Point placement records

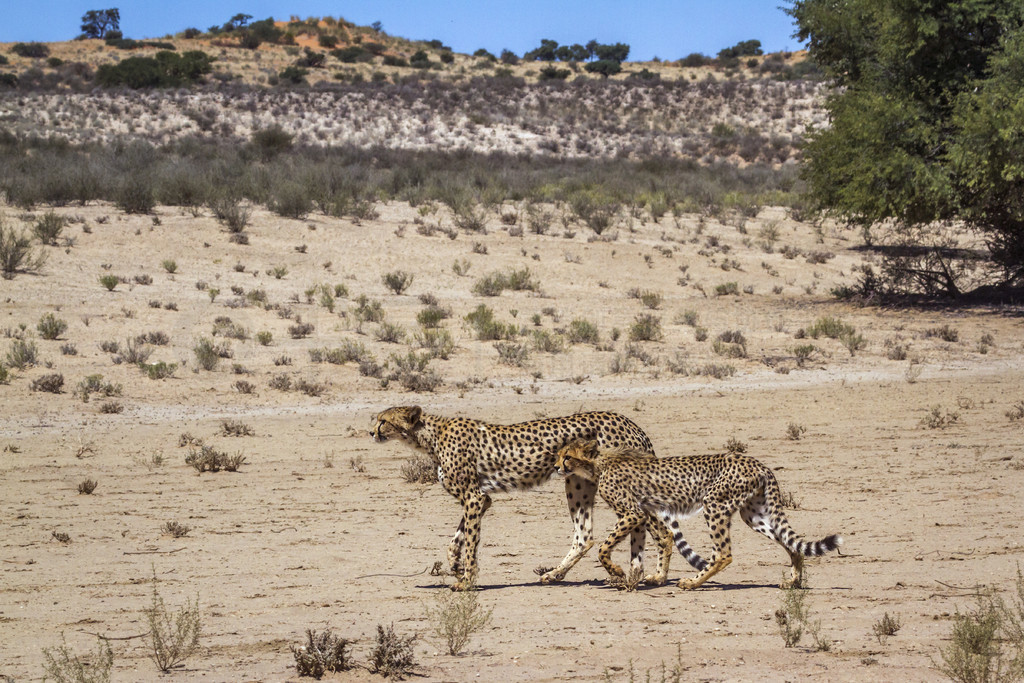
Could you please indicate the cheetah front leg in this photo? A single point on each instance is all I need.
(580, 497)
(456, 547)
(665, 546)
(474, 505)
(627, 524)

__Task__. Quote the records above line for line, omitting the pictures.

__Written answer__.
Could you please indicate the cheetah front leg in this photo? A single point on each instance is all I need.
(580, 497)
(456, 547)
(665, 546)
(474, 505)
(627, 524)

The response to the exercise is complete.